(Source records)

——

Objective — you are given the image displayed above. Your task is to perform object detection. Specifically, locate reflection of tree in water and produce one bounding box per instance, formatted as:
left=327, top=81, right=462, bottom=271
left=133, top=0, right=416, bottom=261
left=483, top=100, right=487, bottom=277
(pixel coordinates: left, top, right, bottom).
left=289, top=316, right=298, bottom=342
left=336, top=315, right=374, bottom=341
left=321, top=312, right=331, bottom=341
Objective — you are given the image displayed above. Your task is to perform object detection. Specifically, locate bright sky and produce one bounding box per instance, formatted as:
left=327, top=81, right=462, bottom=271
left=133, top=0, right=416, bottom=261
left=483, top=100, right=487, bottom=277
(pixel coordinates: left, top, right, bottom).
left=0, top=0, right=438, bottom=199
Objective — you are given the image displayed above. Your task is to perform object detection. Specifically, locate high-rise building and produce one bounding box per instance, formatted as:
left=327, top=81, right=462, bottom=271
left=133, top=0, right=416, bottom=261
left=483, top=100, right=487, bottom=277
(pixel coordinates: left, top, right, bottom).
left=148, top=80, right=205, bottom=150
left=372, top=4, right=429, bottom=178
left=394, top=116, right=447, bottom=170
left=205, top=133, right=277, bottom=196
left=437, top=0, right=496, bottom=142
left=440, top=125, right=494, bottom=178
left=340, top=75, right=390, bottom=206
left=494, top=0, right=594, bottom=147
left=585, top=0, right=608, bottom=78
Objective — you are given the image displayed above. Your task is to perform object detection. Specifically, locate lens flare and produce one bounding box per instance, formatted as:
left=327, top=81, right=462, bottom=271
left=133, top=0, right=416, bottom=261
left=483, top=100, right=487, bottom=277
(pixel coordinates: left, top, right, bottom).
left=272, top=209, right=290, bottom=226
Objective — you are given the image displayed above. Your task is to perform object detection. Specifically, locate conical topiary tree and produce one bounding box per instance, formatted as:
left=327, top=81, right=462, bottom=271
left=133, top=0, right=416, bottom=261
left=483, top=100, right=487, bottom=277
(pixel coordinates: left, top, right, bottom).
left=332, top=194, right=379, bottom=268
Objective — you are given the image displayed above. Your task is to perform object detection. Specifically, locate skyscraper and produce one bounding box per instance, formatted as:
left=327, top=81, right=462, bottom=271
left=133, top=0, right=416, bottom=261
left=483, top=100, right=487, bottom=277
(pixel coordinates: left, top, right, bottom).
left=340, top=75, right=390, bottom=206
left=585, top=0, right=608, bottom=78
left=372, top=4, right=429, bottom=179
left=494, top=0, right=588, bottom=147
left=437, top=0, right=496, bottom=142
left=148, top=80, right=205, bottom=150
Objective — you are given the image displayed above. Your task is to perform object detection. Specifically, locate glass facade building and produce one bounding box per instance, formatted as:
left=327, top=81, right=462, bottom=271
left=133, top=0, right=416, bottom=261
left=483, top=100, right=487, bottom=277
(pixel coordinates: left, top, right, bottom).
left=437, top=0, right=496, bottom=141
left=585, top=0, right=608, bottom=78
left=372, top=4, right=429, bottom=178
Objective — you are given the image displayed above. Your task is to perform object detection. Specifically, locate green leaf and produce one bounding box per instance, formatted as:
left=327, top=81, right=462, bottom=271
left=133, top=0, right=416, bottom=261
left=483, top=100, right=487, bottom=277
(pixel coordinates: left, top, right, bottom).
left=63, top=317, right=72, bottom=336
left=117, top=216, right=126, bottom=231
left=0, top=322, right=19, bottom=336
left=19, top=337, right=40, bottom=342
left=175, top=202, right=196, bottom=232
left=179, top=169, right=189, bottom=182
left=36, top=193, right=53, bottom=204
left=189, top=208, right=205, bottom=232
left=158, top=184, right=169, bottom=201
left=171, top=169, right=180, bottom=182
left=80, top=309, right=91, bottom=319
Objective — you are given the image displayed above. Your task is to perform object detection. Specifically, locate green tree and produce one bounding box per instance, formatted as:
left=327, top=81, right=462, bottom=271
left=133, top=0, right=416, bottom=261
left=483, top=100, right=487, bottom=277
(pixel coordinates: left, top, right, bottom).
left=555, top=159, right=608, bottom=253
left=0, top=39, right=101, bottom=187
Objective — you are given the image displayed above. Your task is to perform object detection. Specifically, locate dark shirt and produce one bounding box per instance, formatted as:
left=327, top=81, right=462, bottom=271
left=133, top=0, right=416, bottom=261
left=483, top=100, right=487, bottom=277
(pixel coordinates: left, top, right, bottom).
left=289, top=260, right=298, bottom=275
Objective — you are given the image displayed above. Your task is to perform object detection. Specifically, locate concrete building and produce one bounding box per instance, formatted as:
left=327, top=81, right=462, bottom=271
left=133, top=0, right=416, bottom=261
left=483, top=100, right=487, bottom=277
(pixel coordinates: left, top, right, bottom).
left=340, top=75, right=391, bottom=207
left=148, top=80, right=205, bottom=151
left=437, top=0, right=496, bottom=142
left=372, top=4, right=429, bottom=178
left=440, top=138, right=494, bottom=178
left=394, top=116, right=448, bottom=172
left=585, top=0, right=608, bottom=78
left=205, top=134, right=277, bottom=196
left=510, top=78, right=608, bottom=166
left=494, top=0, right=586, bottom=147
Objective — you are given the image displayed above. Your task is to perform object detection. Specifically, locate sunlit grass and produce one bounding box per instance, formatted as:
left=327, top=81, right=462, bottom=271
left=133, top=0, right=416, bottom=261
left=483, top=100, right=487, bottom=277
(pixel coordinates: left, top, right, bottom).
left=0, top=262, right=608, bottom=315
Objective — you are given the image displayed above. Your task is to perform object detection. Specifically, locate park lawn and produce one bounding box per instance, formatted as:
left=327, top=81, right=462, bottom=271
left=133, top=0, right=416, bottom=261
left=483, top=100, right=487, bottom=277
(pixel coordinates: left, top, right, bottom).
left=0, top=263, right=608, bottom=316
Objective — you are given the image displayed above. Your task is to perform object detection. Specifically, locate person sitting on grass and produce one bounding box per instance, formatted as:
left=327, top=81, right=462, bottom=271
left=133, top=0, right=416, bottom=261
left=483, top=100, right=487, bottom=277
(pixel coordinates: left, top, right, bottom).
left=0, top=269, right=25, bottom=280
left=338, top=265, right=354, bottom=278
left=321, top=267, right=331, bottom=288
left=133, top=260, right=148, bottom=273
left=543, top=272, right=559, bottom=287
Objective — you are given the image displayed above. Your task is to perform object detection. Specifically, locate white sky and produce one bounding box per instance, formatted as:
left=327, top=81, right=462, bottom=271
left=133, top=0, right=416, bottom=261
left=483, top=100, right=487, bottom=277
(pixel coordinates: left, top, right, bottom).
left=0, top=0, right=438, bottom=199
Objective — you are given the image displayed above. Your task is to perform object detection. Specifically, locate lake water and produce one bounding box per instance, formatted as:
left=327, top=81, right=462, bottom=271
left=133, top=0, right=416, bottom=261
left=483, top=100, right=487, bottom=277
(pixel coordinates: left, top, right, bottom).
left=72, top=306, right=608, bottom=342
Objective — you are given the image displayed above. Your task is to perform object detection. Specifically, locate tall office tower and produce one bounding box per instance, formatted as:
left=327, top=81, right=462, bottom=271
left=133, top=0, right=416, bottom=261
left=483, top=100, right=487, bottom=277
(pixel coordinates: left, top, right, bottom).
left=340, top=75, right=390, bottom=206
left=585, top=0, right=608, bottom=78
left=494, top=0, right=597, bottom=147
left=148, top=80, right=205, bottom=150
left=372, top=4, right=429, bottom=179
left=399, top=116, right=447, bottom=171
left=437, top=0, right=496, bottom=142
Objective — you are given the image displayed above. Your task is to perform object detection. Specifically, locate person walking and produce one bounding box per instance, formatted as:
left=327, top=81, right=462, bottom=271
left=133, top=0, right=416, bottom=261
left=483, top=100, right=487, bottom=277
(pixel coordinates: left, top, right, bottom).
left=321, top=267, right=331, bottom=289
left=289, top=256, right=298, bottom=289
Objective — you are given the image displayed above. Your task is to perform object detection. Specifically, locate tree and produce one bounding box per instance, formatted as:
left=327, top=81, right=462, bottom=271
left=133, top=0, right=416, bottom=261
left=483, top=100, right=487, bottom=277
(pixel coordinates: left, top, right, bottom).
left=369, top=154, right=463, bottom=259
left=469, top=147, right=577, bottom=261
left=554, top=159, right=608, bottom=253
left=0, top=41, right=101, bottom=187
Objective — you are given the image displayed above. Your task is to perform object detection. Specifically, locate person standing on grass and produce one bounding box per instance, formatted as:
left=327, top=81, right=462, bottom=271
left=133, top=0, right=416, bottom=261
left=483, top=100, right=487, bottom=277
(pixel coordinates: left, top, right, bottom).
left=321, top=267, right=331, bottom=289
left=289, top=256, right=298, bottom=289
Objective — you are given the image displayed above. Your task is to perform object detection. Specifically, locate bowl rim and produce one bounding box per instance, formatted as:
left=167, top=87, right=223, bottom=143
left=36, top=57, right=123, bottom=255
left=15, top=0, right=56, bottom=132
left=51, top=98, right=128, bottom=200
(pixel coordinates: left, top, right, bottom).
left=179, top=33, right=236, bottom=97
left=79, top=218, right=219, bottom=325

——

What the exercise asks: Reproduce the lines from the line with "Specifically, locate bright" to the line with "left=332, top=194, right=379, bottom=268", substituting "sun glare" for "lens flare" and leaving everything else unchanged.

Answer to this problem:
Objective — you are given the image displayed above. Your task is to perform object detection. Specifically, locate bright sky and produce one bounding box per instance, formatted as:
left=327, top=81, right=462, bottom=271
left=133, top=0, right=416, bottom=261
left=483, top=100, right=487, bottom=277
(pixel coordinates: left, top, right, bottom).
left=0, top=0, right=438, bottom=199
Objective — you are given the image displayed above. Your task is to perform object detection. Specifically, locate high-rise building and produce one bounding box per instance, formatted as:
left=327, top=81, right=462, bottom=271
left=133, top=0, right=416, bottom=261
left=483, top=100, right=487, bottom=277
(pixel coordinates: left, top, right, bottom).
left=148, top=80, right=205, bottom=150
left=372, top=4, right=429, bottom=178
left=394, top=116, right=447, bottom=170
left=205, top=133, right=277, bottom=196
left=437, top=0, right=496, bottom=142
left=440, top=125, right=494, bottom=178
left=340, top=75, right=390, bottom=206
left=494, top=0, right=594, bottom=147
left=585, top=0, right=608, bottom=78
Objective — you are given the image displayed above. Your task is to perform object detection. Specifically, locate sun glare and produce one bounding box per instance, formatted as:
left=327, top=81, right=462, bottom=271
left=133, top=0, right=416, bottom=261
left=483, top=100, right=487, bottom=277
(pixel coordinates: left, top, right, bottom).
left=272, top=209, right=290, bottom=226
Objective — you are given the image displayed above. Your task is to perform object detection. Specifically, locate conical topiary tree and produce one bounding box per instance, formatted as:
left=327, top=81, right=462, bottom=271
left=133, top=0, right=416, bottom=261
left=483, top=100, right=487, bottom=277
(pixel coordinates: left, top, right, bottom).
left=332, top=194, right=379, bottom=268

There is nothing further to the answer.